▸ **Exercise details**:
In the records below, find the line with "of the player's" and the line with "[(337, 47), (372, 237), (213, 202), (287, 143)]". Print both exactly, along with every line between them, and no other line.

▸ **Entries shown**:

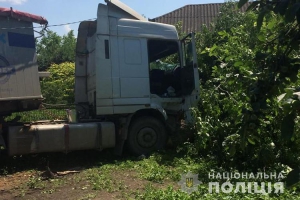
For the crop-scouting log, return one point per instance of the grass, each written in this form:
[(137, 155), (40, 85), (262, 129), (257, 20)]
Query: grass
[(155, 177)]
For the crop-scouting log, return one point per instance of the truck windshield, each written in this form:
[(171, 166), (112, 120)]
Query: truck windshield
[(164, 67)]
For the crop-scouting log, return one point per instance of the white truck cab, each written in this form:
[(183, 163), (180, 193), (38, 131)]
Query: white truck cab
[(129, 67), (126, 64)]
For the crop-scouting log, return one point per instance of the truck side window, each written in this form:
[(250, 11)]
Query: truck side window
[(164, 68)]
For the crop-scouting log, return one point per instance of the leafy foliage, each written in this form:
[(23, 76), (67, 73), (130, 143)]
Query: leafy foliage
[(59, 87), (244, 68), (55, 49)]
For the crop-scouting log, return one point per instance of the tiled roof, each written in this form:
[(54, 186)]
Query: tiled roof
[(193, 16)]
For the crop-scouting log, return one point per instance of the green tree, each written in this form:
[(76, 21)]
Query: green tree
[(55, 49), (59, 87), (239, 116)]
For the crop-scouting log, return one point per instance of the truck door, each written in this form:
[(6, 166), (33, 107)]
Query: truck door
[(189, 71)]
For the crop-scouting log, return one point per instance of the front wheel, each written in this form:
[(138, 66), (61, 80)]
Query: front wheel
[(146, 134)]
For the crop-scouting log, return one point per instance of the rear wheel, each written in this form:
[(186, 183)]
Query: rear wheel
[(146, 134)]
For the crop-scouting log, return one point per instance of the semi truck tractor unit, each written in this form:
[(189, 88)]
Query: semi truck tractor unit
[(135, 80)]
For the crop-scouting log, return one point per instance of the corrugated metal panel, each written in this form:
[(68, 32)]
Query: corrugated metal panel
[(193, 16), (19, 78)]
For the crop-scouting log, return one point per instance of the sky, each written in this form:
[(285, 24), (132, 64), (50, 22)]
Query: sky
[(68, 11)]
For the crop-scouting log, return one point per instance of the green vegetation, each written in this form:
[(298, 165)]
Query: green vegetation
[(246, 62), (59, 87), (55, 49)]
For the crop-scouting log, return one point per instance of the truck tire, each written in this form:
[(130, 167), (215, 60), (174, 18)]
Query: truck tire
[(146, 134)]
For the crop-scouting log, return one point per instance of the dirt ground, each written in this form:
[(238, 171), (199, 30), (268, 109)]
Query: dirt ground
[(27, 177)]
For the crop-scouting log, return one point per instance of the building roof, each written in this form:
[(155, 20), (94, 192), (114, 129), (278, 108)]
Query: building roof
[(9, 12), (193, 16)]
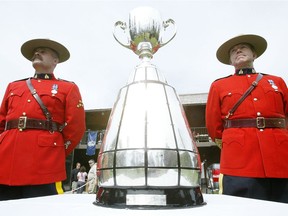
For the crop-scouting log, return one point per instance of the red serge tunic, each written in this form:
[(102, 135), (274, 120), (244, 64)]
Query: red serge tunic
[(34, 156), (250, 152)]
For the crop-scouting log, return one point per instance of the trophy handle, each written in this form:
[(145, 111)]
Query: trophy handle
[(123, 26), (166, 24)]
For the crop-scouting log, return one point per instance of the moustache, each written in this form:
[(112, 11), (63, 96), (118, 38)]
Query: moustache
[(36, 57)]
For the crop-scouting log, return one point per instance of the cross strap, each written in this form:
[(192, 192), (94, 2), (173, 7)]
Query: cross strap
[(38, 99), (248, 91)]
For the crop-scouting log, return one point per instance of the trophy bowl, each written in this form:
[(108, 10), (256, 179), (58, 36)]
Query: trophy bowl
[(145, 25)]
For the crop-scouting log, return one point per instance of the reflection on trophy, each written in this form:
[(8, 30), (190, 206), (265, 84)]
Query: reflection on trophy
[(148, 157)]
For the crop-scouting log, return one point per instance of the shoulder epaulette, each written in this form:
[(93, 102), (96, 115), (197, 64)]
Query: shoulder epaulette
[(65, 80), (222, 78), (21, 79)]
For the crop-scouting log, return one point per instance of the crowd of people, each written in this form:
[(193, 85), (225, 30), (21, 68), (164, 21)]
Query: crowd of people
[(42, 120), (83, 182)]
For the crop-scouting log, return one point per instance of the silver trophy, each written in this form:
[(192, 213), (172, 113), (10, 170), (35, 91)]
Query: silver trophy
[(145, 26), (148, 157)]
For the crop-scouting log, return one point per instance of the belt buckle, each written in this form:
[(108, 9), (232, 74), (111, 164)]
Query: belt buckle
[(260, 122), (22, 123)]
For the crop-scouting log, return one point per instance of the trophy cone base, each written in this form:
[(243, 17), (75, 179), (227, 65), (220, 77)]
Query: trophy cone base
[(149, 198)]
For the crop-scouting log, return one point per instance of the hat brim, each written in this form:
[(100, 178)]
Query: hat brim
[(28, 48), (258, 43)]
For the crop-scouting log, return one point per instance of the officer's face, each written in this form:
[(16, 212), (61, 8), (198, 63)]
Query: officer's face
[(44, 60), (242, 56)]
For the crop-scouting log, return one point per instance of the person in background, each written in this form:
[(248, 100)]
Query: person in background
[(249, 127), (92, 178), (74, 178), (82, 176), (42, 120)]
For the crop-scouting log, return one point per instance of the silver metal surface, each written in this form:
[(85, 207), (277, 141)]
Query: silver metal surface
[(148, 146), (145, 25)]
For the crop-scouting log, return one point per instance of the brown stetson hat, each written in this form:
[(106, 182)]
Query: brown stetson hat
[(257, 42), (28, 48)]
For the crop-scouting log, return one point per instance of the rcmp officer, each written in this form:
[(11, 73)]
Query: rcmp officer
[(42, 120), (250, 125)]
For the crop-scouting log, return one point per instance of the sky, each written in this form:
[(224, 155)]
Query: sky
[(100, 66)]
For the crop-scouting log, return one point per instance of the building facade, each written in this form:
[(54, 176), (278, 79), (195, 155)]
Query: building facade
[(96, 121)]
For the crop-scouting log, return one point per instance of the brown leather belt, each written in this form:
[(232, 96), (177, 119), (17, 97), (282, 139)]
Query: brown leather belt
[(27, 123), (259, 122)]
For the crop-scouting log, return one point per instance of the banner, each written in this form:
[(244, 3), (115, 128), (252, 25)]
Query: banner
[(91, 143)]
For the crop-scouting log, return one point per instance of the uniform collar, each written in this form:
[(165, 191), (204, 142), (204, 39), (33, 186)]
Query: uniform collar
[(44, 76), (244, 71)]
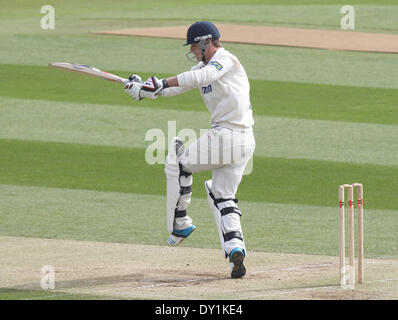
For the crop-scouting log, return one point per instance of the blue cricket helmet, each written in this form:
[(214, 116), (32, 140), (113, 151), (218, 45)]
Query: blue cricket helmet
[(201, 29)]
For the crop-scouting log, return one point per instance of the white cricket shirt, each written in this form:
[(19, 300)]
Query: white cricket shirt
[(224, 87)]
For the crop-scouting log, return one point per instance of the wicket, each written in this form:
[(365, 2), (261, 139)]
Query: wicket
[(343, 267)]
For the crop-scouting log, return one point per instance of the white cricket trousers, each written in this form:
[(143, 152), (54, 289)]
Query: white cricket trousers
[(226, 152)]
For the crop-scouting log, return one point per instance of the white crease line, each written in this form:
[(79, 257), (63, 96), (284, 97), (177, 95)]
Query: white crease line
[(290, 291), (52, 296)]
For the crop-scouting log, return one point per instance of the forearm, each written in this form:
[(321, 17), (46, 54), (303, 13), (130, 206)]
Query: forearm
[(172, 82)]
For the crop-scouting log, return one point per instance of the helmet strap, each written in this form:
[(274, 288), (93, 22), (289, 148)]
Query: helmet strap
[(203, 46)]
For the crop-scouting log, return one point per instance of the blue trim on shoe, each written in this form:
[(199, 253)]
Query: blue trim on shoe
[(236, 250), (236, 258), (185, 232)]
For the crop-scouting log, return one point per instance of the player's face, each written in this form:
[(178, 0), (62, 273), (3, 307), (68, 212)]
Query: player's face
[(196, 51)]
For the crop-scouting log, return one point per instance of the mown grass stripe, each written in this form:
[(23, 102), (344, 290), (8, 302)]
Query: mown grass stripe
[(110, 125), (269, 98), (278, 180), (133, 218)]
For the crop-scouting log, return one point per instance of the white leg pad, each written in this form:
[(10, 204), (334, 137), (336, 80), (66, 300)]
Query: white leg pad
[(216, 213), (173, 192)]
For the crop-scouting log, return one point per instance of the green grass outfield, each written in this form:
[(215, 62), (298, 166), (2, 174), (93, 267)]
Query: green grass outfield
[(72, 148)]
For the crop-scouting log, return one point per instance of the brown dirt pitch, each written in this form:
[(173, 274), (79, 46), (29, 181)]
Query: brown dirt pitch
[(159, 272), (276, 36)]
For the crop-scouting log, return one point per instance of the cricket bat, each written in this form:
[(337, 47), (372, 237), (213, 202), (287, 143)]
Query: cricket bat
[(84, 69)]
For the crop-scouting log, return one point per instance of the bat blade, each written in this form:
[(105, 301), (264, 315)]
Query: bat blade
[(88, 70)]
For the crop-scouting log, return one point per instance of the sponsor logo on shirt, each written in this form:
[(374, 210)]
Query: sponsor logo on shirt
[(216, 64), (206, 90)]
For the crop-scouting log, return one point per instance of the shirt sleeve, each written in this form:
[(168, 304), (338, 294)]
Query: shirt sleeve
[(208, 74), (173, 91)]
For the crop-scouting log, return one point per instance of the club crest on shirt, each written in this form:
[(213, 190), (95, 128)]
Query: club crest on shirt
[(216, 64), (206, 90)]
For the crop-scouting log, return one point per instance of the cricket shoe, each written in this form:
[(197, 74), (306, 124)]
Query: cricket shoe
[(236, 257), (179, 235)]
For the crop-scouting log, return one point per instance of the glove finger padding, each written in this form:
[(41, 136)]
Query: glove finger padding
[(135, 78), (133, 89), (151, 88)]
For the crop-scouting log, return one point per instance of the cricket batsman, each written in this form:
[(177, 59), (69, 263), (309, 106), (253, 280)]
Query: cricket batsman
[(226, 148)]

▸ **Exercise result**:
For the crop-scouting log, return one point per instance of the player's face, each written in this form:
[(178, 0), (62, 273), (3, 307), (68, 212)]
Query: player's face
[(196, 51)]
For the crop-scouting log, return one point per instance of the mown grass stripe, each written in this form:
[(23, 102), (344, 290), (8, 302)]
Query: mown grass stripe
[(110, 125), (269, 98), (278, 180), (133, 218)]
For the crop-scouting log, return one point per instance of the white leg pad, each written in this form:
[(10, 204), (334, 137), (336, 80), (66, 300)]
Query: white leg pad
[(216, 213), (173, 192)]
For the crop-scouting log, return one point per instance of the green grass outfield, each written in this form:
[(215, 62), (298, 166), (2, 174), (93, 267)]
Query: green grass outfield
[(72, 148)]
For the crop-scouting log, return one point per instance of the brown dirt pitch, each written in this form:
[(173, 274), (79, 46), (29, 181)]
Query: brown dirt pitch
[(159, 272), (276, 36)]
For the crop-scouting log, return one point per instance of the cricket bat, each written in this form:
[(337, 47), (372, 237), (213, 202), (287, 143)]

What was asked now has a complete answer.